**Activity list:**
(1) Name each type of depth image camera that the surgical imaging text says the study uses.
(2) Please extend the surgical imaging text, picking up right after its final sentence about time shearing.

Keywords

1 Introduction

There are many methods for capturing a surgical area that includes multiple kinds of organs and/or several medical tools in an abdominal or laparoscopic surgery using different types of surgical operative procedures [1,2,3]. In the last year, we designed and constructed a prototype including one robot and one camera to capture a wider visible surgical area. The unique characteristic of this prototype is that the camera and robotic slider are connected to a surgical bed. By this connection, even though a surgeon controls the surgical bed rotationally or translationally, the relative position and orientation between the camera and surgical area are completely fixed, and therefore our proposed position, orientation, and shape transcription algorithms [4,5,6] can be directly used in real surgeries.

In this study, we extend the robotic mechanical system to eliminate many types of occlusion in a surgical area by a surgeon’s hand, head, and/or microscope. We use three types of depth image cameras: Kinect v1, Kinect v2, which were provided by Microsoft Co., and RealSense SR300 made by Intel Co. In this navigation study, we use multiple cameras numbering three or more. For this reason, we select the RealSense camera made by Intel Co. because of its small size. Multiple RealSense cameras can easily be placed at the top of the surgical area.

The Intel RealSense SR300 is based on the same principles as the PrimeSense technology used in the Microsoft Kinect v1. PrimeSense was recently purchased by Apple. The infrared structured light projector emits a structured pattern of infrared light, which is reflected back from the scene and detected by the infrared image sensor. The position of the reflected light pattern depends on the distance to the reflecting surface, determined through simple geometry. Hence, with bit of trigonometry, it is possible to reconstruct a three-dimensional (3D) scene. As shown in the explanation, a structured pattern of infrared light is projected to a target object (in our study, this is a human organ). If two or more cameras project structured patterns of infrared light simultaneously, corresponding confusion can occur, and thus, no depth images can be obtained by any of the cameras. To overcome this obstacle, we use multiple cameras whose depth images are controlled by time shearing to avoid any interference.

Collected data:
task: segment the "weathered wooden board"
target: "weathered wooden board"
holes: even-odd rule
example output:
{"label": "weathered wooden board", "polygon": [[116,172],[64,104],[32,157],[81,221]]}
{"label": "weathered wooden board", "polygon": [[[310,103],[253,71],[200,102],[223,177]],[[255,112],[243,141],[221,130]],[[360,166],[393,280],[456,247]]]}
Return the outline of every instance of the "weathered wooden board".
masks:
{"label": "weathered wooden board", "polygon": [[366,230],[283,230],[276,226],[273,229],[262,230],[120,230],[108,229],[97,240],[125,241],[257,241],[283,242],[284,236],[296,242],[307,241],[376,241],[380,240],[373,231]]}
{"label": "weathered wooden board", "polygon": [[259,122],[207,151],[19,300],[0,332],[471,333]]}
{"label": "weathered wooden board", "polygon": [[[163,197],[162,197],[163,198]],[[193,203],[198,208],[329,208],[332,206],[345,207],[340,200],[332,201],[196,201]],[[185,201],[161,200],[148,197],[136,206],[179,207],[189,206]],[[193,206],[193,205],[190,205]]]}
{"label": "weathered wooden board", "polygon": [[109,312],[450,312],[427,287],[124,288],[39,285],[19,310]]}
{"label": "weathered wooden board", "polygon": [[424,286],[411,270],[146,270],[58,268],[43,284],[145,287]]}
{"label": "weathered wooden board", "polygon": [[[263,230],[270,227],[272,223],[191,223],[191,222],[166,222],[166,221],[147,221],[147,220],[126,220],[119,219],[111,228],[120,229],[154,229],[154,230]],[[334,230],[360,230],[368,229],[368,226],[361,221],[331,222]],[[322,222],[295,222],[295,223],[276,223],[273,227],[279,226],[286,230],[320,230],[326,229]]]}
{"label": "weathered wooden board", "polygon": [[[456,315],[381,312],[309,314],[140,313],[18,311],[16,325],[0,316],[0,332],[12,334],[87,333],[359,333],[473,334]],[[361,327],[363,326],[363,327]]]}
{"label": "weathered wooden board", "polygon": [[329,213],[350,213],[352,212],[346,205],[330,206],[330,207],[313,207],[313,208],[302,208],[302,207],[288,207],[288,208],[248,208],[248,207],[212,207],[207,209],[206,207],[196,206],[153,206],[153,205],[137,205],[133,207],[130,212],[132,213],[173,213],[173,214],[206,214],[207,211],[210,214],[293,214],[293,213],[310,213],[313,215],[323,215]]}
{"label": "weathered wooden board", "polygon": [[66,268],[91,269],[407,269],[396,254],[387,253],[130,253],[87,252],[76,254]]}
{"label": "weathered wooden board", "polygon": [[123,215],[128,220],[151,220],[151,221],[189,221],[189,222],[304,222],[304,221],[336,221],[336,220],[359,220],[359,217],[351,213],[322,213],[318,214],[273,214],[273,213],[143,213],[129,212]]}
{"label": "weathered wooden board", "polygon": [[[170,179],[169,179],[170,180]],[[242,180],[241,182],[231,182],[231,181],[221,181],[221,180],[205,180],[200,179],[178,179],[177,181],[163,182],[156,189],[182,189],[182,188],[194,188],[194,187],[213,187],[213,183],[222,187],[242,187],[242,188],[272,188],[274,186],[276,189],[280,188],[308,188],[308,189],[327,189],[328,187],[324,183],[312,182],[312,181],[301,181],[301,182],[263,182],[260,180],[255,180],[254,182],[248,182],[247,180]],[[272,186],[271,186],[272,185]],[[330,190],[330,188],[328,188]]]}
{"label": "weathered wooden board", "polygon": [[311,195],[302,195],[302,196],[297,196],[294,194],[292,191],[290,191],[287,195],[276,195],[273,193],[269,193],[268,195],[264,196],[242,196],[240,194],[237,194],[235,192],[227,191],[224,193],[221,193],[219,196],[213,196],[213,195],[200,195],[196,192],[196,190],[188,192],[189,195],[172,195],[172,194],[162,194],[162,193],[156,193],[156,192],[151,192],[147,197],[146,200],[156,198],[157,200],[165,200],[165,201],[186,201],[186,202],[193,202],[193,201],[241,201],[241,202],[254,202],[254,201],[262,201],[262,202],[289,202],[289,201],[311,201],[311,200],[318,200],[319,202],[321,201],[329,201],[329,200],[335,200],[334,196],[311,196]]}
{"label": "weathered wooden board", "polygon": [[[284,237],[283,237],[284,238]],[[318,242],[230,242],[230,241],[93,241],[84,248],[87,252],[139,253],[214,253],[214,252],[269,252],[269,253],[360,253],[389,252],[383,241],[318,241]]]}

**Exercise responses:**
(1) Kinect v1, Kinect v2, and RealSense SR300

(2)
Subsequently, we check whether three cameras with different positions and view axes are enough to exactly capture the operations of a doctor’s hand and head in several surgical scenes (in reality, a microscope during a brain microsurgery should be added). The RealSense is formed using three components: a conventional color CMOS image sensor camera, an infrared images sensor, and an infrared light projector (the main focus of this article). There is also an image processor. If the RealSense camera and surgical area are too close, our target organ becomes too wide in the RGB color image, IR image, and depth image. As a result, our target organ is frequently obstructed by a human hand or head during a normal surgery, and/or a microscope during a microsurgery. In these cases, translation and rotation movement, deformation, and incisions in the affected surgical parts during this period are overlooked. Consequently, they cannot be copied into the virtual liver using our motion and shape transcription algorithms [7,8,9]. To overcome this problem, we use two parallel robotic sliders—single axis robot RS 1 (straight type) made by MISUMI Co.—to climb up a ring of three RealSense cameras. The precise movement of the robotic slider has a repeat positioning accuracy of 0.01 mm. The other specifications are as follows: the maximum payload mass is 6 kg / 4 kg, the vertical stroke is 50–400 mm, the maximum speed is 600 mm/s, stepping motor specifications. Because two robotic sliders are simultaneously controlled in parallel by our computer program, if the camera is returned to previous positions, the same image is obtained at that position. In addition, the SR300 has a very effective object tracking software SDK (Software Development Kit) [11]. By using this SDK, the color, infrared, and depth images always automatically focus on a target organ, even though the cameras are moved by the robotic sliders. Therefore, in this paper, we evaluate whether or not the precision of the depth image is maintained without affecting the robot movements in several types of experiments, when we use this automatic object tracking software (Fig. 1).

Fig. 1.
figure 1

Our surgical measurement system with two robot sliders and three cameras.

In this paper, we explain our robotic capturing mechanism in Sect. 2. In Sect. 3, we investigate cases where there were few to no instances of damage to depth images due to interference between three cameras used simultaneously by several experiments. Furthermore, in Sect. 4, we examine cases with few to no instances of occlusion of a surgical area by surgeon’s hand or head in several experiments. In Sect. 5, we carefully evaluate which distance variation in depth images is precisely linked with the robot movement. Finally, we conclude our research in Sect. 6.

2 Experimental System

In this section, we explain our visual system for steadily capturing a surgical area. As shown in Figs. 2 and 3, even though a surgeon slides or rotates a surgical bed to maintain a wider, more comfortable view over the surgical field, the relative position and orientation between the camera and surgical field should be completely fixed. Therefore, in our navigation study, the camera and bed are directly connected (Fig. 2(a), (b)) [4,5,6]. Using a 3D liver printed by our 3D printer based on a patient’s practical liver with DICOM data, we investigate whether Microsoft Kinect v1, v2, and Intel RealSence SR300 can successfully capture three kinds of images: RGB color image, infrared image, and depth image. Appropriately, the former two cameras include a special SDK for capturing human body motions while the latter camera includes a special SDK for tracking a target object visually. For this reason, we have recently begun using the latter camera, Intel RealSence SR300.

Fig. 2.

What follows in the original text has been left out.